[[ PASSAGE SHOWN open ]]

In conclusion, the 5% lidocaine patch and the 8% capsaicin patch are the only topical dressings that are specific for treating LNP nowadays (16).

4.2 Non-pharmacological treatment

As of today, there is little evidence of the use of non-pharmacological treatment for LNP. However, the few existing data recommend its use as an attempt to reduce the use of medications and improve patients’ quality of life (25).

4.2.1 Interventional therapies

Spinal cord stimulation is a low-intensity electrical stimulation of large myelinated Aβ-fibers that modulates the pain signals from non-myelinated C-fibers (26). It is not only the most commonly used neuromodulation strategy, but also the most researched. It is based on the application of a monophasic square-wave pulse, which causes paresthesia in the affected region. New types of stimulation, such as burst and high frequency stimulation, can produce a stimulation without paresthesia and an equal pain relief compared with the monophasic square-wave pulse. These techniques are relatively safe, and their long-term effectiveness has been demonstrated by randomized controlled trials and several cases (26).

[[ PASSAGE SHOWN closed ]]
[[ DATA FOR REVIEW open ]]

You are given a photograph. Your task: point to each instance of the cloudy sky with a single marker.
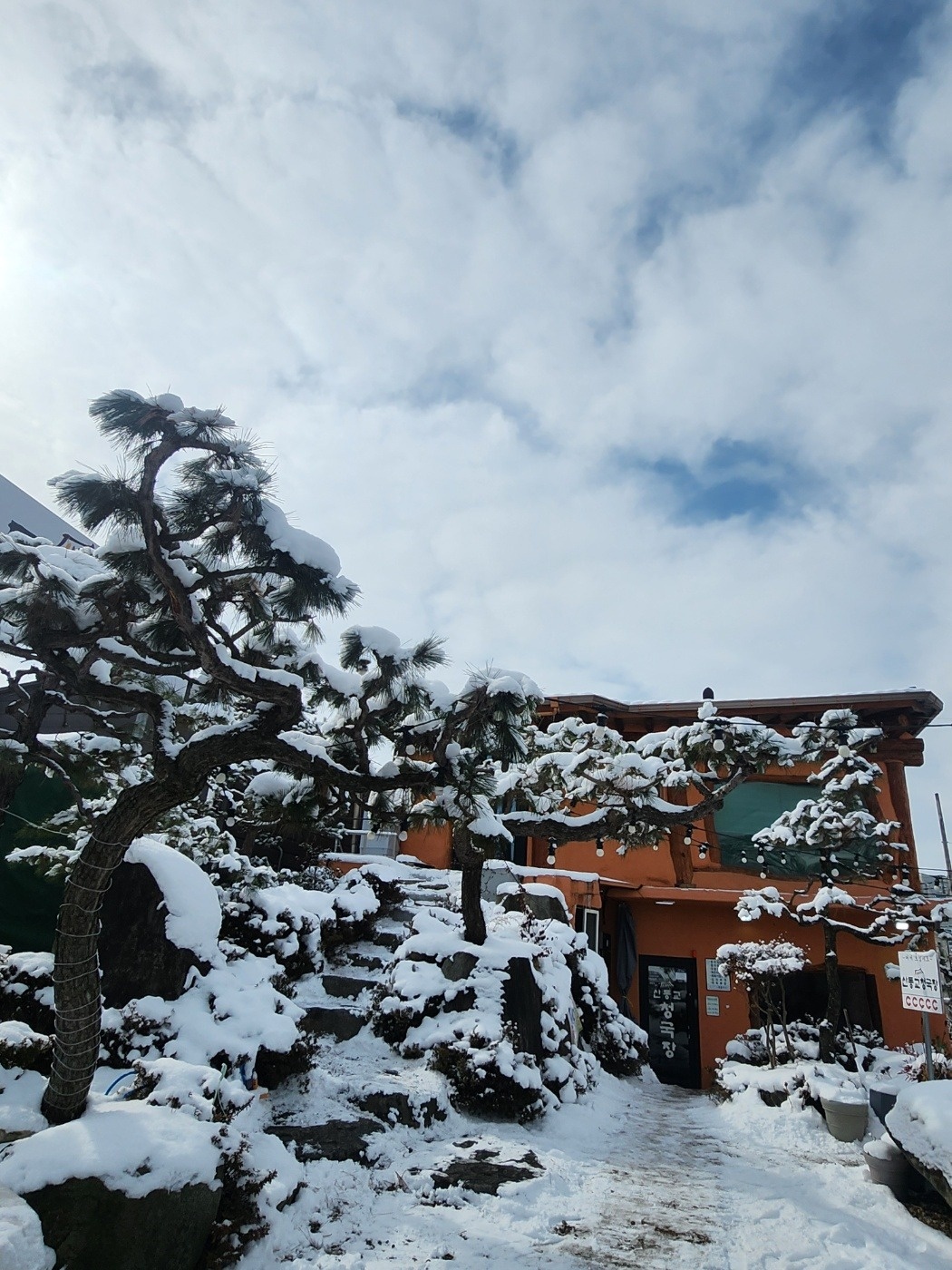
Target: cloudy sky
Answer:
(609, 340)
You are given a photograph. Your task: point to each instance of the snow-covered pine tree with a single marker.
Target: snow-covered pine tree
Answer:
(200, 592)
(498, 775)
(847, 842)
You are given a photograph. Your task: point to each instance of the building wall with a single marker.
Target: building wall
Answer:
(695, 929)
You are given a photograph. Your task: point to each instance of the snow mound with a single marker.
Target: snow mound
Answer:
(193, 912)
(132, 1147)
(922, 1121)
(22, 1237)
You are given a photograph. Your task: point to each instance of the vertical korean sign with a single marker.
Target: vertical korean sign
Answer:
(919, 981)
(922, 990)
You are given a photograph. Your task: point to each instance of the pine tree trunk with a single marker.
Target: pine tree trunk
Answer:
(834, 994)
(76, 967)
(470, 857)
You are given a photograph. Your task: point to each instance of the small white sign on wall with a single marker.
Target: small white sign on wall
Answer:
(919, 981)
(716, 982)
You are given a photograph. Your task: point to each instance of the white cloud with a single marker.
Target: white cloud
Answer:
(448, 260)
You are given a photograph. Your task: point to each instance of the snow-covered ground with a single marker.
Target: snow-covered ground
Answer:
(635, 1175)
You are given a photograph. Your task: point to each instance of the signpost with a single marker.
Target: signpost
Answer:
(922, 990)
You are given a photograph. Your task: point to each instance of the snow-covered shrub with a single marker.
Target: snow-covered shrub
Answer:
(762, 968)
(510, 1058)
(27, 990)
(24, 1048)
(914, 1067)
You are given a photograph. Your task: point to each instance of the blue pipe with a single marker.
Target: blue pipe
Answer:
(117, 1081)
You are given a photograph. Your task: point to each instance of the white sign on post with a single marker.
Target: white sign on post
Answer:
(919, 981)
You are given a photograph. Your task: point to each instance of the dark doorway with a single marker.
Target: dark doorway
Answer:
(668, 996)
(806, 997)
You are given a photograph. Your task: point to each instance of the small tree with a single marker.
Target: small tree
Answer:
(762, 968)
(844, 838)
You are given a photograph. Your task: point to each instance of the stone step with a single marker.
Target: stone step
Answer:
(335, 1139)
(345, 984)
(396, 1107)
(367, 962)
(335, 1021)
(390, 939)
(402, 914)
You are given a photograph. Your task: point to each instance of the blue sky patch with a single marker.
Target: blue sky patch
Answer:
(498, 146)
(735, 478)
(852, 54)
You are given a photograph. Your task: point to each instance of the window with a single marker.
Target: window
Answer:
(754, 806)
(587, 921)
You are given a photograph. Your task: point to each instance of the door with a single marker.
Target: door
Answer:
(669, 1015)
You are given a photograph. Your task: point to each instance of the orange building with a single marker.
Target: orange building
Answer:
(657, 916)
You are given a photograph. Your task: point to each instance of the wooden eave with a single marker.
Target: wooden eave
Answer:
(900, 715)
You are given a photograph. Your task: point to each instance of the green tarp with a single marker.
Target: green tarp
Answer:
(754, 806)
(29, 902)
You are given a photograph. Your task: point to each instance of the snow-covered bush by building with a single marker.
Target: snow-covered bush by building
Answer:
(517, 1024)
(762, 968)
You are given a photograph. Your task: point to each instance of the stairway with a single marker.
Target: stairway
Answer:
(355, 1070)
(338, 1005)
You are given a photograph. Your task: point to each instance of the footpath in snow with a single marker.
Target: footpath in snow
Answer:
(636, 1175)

[[ DATA FOR REVIEW closed ]]

Copy the part of the passage on LNP treatment that opens with the words containing "4.2 Non-pharmacological treatment" and closes with "of life (25).", switching "little evidence" to "limited evidence".

# RESULT OF THE TASK:
4.2 Non-pharmacological treatment

As of today, there is limited evidence of the use of non-pharmacological treatment for LNP. However, the few existing data recommend its use as an attempt to reduce the use of medications and improve patients’ quality of life (25).